§ **Exercise task**
Retype the lines below word for word, leaving out the pictures.

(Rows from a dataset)
────────────────────────────────────────

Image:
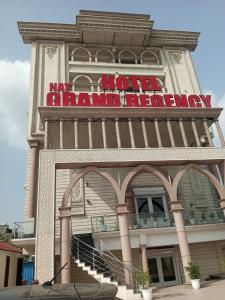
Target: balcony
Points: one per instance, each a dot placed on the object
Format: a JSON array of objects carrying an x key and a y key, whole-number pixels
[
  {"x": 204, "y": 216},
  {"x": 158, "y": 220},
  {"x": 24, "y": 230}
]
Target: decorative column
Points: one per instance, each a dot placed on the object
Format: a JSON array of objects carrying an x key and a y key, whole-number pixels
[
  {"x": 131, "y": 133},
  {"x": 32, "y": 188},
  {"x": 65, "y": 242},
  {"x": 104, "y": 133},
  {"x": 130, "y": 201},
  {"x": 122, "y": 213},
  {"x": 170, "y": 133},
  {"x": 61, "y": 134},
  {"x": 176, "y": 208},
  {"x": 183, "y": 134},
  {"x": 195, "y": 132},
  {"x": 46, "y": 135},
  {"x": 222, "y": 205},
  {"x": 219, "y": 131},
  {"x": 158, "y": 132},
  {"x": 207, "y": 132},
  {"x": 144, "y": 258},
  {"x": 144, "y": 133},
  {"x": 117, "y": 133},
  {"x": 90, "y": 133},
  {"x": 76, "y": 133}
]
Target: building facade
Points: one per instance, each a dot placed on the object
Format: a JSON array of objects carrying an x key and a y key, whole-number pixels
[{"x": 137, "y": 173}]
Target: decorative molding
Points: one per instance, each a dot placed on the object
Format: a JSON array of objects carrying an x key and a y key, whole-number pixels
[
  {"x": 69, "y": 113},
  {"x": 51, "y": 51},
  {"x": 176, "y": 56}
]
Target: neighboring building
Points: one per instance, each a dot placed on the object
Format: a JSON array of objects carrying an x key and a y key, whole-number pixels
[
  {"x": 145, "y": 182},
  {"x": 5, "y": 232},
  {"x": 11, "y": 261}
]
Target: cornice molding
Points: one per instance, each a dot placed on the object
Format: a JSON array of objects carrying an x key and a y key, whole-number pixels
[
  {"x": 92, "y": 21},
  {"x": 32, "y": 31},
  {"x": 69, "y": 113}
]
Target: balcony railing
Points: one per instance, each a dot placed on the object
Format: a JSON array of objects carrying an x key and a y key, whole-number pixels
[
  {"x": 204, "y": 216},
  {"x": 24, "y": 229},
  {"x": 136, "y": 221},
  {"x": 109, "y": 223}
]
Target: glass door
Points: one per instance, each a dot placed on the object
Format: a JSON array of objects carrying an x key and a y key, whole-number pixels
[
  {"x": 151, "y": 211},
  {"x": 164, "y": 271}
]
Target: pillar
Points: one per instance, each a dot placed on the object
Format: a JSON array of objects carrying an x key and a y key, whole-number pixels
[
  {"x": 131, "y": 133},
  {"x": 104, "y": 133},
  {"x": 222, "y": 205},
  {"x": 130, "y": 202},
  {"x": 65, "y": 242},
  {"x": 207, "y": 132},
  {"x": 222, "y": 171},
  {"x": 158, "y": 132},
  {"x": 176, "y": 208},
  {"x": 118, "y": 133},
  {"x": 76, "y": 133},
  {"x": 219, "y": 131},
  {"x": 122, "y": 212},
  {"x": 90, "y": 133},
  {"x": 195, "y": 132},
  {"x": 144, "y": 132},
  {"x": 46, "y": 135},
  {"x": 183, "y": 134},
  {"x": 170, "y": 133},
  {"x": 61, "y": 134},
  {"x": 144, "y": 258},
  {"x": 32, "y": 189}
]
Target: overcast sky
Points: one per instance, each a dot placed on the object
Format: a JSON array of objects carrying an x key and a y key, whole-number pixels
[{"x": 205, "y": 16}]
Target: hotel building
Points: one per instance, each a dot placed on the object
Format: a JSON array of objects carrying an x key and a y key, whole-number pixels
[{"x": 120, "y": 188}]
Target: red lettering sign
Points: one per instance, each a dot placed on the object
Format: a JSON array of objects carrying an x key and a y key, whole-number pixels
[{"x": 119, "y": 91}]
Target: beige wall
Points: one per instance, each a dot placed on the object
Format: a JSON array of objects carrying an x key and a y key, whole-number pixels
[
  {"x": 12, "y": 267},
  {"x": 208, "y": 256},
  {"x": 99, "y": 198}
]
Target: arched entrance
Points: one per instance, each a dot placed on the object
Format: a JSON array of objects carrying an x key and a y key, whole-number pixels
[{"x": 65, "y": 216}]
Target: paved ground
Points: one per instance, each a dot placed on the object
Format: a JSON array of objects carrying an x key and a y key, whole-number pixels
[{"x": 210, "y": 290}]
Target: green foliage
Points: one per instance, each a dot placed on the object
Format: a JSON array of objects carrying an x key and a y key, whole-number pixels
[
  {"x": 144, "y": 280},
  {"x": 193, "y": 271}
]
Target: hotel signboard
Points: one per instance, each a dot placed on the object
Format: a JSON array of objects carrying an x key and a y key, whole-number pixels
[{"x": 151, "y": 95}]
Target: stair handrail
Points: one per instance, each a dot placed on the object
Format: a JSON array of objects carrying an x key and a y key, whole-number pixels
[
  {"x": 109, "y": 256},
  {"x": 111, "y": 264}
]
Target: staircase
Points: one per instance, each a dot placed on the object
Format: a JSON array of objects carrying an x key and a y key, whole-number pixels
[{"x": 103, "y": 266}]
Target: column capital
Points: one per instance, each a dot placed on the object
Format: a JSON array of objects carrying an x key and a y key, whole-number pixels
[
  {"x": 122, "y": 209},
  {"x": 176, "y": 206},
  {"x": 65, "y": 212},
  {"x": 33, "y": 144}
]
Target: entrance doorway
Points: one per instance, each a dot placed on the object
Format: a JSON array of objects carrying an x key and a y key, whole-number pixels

────────────────────────────────────────

§ **Final answer**
Image:
Target: balcony
Points: one per instance, each a dot placed on the object
Format: a JSON array of objects carrying an x key and a y key, whole-number pixels
[
  {"x": 204, "y": 216},
  {"x": 158, "y": 220},
  {"x": 24, "y": 230}
]
Target: decorative column
Points: one per instance, each a dot placed on the object
Format: a JSON array of objects carrying an x key and a y key, whole-number pixels
[
  {"x": 131, "y": 133},
  {"x": 32, "y": 188},
  {"x": 65, "y": 242},
  {"x": 104, "y": 133},
  {"x": 130, "y": 201},
  {"x": 122, "y": 213},
  {"x": 170, "y": 133},
  {"x": 61, "y": 134},
  {"x": 176, "y": 208},
  {"x": 183, "y": 134},
  {"x": 195, "y": 132},
  {"x": 46, "y": 135},
  {"x": 222, "y": 205},
  {"x": 219, "y": 131},
  {"x": 158, "y": 132},
  {"x": 207, "y": 132},
  {"x": 144, "y": 258},
  {"x": 144, "y": 133},
  {"x": 117, "y": 133},
  {"x": 90, "y": 133},
  {"x": 76, "y": 133}
]
Target: building facade
Points: one per instance, each a dot placed on the object
Format: a JSON array of objects carrying an x key and a y key, whole-number pixels
[{"x": 137, "y": 173}]
Target: decorative molding
Points: one per instance, each a dot placed on the object
Format: a JSON array of objects carrying an x key and a y key, whole-number pixels
[
  {"x": 69, "y": 113},
  {"x": 51, "y": 51},
  {"x": 176, "y": 56}
]
Target: neighboring building
Points: one per instance, each a dot placed on the object
Format: a JSON array of objects carrying an x key and a y key, whole-number pixels
[
  {"x": 145, "y": 182},
  {"x": 5, "y": 232},
  {"x": 11, "y": 261}
]
Target: cornice molding
Points: one per instance, each a dot placed on the object
Format: a JSON array of objects carrying an x key and a y key, whole-number pixels
[
  {"x": 92, "y": 21},
  {"x": 32, "y": 31},
  {"x": 69, "y": 113}
]
Target: balcony railing
Points: one per instance, each a dot placed on the object
Format: a JSON array of objects carrying an x key and a y key, whole-number pixels
[
  {"x": 204, "y": 216},
  {"x": 24, "y": 229},
  {"x": 136, "y": 221},
  {"x": 109, "y": 223}
]
Target: glass door
Points: one per instance, each a dot placed on the object
Format: a JSON array of objects carrying an x key and a y key, whole-number pixels
[
  {"x": 151, "y": 211},
  {"x": 164, "y": 271}
]
Target: pillar
Points: one per instance, each a dot placed on the object
Format: a JSON array of objects carrying an x key and a y key, whole-number pixels
[
  {"x": 131, "y": 133},
  {"x": 104, "y": 133},
  {"x": 222, "y": 205},
  {"x": 130, "y": 202},
  {"x": 65, "y": 242},
  {"x": 207, "y": 132},
  {"x": 222, "y": 171},
  {"x": 158, "y": 132},
  {"x": 176, "y": 208},
  {"x": 118, "y": 133},
  {"x": 76, "y": 133},
  {"x": 219, "y": 131},
  {"x": 122, "y": 212},
  {"x": 90, "y": 133},
  {"x": 195, "y": 132},
  {"x": 144, "y": 132},
  {"x": 46, "y": 135},
  {"x": 183, "y": 134},
  {"x": 170, "y": 133},
  {"x": 61, "y": 134},
  {"x": 144, "y": 258},
  {"x": 32, "y": 189}
]
Target: overcast sky
Points: one per instance, each a dot placed on the object
Format: a JSON array of objects carrying an x key and a y key, whole-number pixels
[{"x": 205, "y": 16}]
Target: hotel building
Points: one per instance, each a dot placed on the object
Format: a JSON array of objects carrying an x key and a y key, whole-number pixels
[{"x": 120, "y": 188}]
Target: red lettering sign
Points: one per instance, each a dot placed on the object
Format: a JSON array of objects carrying an x key and a y key, whole-number pixels
[{"x": 119, "y": 91}]
Target: beige wall
Points: one per instance, each a dot placed on the object
Format: a JSON array of objects carrying an x key and a y key, whole-number pixels
[
  {"x": 12, "y": 267},
  {"x": 208, "y": 256},
  {"x": 99, "y": 198}
]
Target: arched entrance
Points: one per instance, each a dot placed on the object
Format: a JSON array of objects carrying an x key and a y key, whole-number pixels
[{"x": 65, "y": 216}]
Target: paved ground
Points: one per instance, each a dot placed on the object
Format: a JSON array of objects carrying an x key and a y key, whole-number pixels
[{"x": 210, "y": 290}]
Target: green foliage
Points: one per instance, each a dot placed on the object
Format: a JSON array of objects carrying an x key and a y key, whole-number pixels
[
  {"x": 144, "y": 280},
  {"x": 193, "y": 271}
]
Target: hotel signboard
Points: one per instance, each a dot placed on the object
Format: a JSON array of objects carrying an x key and a y key, whole-number pixels
[{"x": 151, "y": 95}]
Target: stair handrail
Points: one per instance, each a dot placed on the object
Format: a JSON array of objects carrying an x key and a y key, whole-number pixels
[
  {"x": 109, "y": 256},
  {"x": 111, "y": 264}
]
Target: staircase
Points: one per instance, each a dot placed on the object
Format: a JSON array of objects carrying an x key and a y key, whole-number pixels
[{"x": 103, "y": 266}]
Target: column capital
Points: one per instance, each a dot placed on the object
Format: a JSON array of objects carrying an x key and a y key, whole-number pixels
[
  {"x": 122, "y": 209},
  {"x": 176, "y": 206},
  {"x": 65, "y": 212},
  {"x": 33, "y": 144}
]
Target: entrance doorway
Points: one per instance, each a dot placed on the object
Format: a JSON array of objects carrying an x key and a y key, whole-number pixels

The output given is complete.